Extract to read:
A desire to prepare themselves for pay-for-performance programs and gain a competitive advantage drove both Hill Physicians' and United Physicians' technology initiatives.

"Doctors may be tiered on cost and quality, and whether they are going to be able to participate in certain plans may depend on whether they have an EMR in their office and can share information," Dr. Grant said. "This is a major issue that is certainly looming on the horizon and we don't want our physicians to be the last ones on the block to be able to get this."

Hill Physicians already participates in a pay-for-performance program and "for us to continue to compete successfully for that money we need to continue to improve the information technology capabilities in the physician practice," said Chief Information Officer Craig Lanway. As part of its initiative, the IPA is investing millions of dollars to provide training, implementation and support and maintenance services to physicians.

Another reason the IPA launched its EMR initiative, which like United Physicians is voluntary for physicians, is that competitors Kaiser Permanente and Sutter Health are spending $3 billion and $154 million respectively to implement EMRs. "In California, it's become a competitive issue," Lanway said, explaining that Hill Physicians is competing against those and other large organizations not only for physicians but also patients.

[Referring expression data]
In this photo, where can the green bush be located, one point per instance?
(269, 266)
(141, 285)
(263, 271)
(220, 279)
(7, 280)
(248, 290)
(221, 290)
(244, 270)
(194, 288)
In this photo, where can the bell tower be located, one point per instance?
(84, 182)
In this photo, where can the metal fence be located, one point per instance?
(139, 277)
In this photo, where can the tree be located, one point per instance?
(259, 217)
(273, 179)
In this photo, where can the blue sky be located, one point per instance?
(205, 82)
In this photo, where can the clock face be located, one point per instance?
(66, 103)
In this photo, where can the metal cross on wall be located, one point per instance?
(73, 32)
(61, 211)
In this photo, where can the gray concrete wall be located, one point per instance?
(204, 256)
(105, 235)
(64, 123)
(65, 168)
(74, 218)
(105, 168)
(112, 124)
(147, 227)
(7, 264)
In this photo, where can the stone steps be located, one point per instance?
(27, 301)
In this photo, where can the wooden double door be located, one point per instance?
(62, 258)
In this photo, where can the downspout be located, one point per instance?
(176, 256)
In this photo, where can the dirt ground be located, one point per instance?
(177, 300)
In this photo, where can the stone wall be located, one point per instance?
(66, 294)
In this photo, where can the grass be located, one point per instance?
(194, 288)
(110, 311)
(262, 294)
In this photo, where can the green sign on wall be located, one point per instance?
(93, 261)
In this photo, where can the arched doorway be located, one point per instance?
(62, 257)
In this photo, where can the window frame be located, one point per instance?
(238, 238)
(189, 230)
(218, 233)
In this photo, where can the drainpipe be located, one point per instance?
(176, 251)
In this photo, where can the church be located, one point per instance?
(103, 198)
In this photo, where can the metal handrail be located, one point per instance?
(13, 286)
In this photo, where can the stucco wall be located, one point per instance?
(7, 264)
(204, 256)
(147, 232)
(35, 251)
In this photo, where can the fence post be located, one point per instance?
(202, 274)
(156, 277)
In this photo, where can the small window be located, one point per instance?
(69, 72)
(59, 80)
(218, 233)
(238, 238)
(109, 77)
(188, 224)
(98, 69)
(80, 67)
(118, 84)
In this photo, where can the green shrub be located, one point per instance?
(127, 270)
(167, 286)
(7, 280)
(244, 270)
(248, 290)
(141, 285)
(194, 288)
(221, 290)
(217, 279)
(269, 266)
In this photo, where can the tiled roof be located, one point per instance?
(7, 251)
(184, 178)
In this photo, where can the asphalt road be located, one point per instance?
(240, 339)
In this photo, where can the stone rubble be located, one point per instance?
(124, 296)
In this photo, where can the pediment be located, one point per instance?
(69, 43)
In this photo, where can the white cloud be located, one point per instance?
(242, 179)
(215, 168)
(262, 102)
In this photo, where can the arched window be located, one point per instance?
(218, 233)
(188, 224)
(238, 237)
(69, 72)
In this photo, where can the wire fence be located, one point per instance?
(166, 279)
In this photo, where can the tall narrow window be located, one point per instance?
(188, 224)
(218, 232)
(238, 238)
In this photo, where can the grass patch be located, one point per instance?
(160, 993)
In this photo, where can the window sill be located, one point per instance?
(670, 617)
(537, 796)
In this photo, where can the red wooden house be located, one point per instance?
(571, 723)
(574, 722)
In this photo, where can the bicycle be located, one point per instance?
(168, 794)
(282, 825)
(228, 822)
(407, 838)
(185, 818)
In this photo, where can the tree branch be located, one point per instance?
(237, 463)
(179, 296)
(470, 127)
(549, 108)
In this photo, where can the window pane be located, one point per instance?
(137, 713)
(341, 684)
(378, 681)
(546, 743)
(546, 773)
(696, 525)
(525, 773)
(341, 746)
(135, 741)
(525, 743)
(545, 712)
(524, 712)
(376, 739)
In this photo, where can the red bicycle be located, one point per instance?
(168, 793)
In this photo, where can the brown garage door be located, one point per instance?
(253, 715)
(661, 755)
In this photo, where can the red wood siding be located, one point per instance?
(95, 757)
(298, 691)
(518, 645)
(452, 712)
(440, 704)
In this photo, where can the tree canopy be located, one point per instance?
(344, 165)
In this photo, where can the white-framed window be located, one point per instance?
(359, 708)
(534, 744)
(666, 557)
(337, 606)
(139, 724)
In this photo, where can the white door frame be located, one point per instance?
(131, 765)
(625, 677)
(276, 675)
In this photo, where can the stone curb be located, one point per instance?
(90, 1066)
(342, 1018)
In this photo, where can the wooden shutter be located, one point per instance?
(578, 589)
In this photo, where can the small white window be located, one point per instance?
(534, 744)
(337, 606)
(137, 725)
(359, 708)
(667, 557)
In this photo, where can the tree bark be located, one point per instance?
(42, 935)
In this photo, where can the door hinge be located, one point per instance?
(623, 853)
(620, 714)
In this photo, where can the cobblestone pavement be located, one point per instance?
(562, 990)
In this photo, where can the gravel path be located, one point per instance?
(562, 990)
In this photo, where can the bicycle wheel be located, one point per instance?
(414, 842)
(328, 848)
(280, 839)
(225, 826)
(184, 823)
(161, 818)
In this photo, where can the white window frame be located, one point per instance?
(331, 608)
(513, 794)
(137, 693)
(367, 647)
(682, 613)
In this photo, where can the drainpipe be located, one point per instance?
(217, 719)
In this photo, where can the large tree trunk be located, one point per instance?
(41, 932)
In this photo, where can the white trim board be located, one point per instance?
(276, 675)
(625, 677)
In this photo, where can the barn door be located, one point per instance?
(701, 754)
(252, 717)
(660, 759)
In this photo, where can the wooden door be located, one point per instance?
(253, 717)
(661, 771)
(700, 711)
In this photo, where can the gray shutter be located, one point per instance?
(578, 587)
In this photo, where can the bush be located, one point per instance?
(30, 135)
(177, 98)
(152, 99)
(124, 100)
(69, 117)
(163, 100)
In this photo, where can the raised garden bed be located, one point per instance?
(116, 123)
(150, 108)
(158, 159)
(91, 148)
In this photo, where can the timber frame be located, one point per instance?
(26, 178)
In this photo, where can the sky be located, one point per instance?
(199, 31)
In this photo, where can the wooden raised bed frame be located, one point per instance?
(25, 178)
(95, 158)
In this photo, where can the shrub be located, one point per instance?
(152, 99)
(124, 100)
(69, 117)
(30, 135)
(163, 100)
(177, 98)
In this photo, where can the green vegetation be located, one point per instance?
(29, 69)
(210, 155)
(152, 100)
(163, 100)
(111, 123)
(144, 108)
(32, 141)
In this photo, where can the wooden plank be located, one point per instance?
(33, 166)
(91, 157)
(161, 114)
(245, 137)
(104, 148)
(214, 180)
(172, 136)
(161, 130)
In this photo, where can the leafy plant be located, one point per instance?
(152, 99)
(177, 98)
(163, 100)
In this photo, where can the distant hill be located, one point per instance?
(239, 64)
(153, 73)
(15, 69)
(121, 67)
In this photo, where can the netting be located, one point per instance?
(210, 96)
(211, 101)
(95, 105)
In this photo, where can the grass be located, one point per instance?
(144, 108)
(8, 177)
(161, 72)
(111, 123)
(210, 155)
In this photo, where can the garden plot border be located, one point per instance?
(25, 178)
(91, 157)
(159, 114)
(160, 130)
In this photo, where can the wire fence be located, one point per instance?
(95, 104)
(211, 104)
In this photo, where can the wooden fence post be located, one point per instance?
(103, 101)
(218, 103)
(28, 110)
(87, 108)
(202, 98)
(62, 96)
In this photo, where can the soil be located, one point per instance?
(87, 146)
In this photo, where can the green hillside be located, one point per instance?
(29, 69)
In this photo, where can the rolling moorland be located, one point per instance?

Directions:
• A. In the passage on physician EMR initiatives, substitute "motivated" for "drove" and write out the text from "A desire to" up to and including "Physicians' technology initiatives.".
• B. Can you continue the passage on physician EMR initiatives from where it stops?

List of answers:
• A.
A desire to prepare themselves for pay-for-performance programs and gain a competitive advantage motivated both Hill Physicians' and United Physicians' technology initiatives.

• B.
The California Medical Assn. and the Michigan State Medical Society did not comment specifically on the two organizations' programs, but in general they, as well as the AMA, support third-party efforts to make EMRs affordable for physicians as long as physician participation is voluntary.

Start of a trend?

Other IPAs are discussing subsidizing EMRs for their physicians, though it's unclear how serious their intentions are, according to some industry observers.

"I've certainly heard talk about it, but I don't how prevalent it is," said Margret Amatayakul, president of Margret\A Consulting LLC, a health care technology consulting firm in Schaumburg, Ill. "It just seems there's a lot of talk and no money."

Lack of money is probably the reason for the lack of follow through, with only financially strong or far-thinking IPAs likely to take steps to help their physicians move to EMRs.

"IPAs in general don't always do well financially," said Richard Angeloni, a spokesman for Brown & Toland Medical Group, a San Francisco IPA that has arranged for its 1,500 members to buy an EMR and practice-management software at discounted prices. "We're one of the more successful and financially stable IPAs in California so we're able to do this."

Brown & Toland estimates it will invest $12 million over 10 years for its technology initiative.

Sonnenschein Nath & Rosenthal LLP has several hospital clients interested in helping referring physicians acquire EMRs, but has cautioned against it, "lest they find themselves in violation of the Stark and anti-kickback acts," said Bruce Fried, a health care attorney at the firm's Washington, D.C., office.

Aware of that problem, David Brailer, MD, appointed in 2004 by President Bush as the country's first national coordinator for health information technology, is lobbying to create a Stark exception or safe harbor to enable hospitals to fund EMRs for referring physicians.

But as much as Dr. Brailer wants to revise Stark, only the Dept. of Health and Humans Services Secretary and Office of the Inspector General have the authority to authorize an exception or safe harbor, Fried said.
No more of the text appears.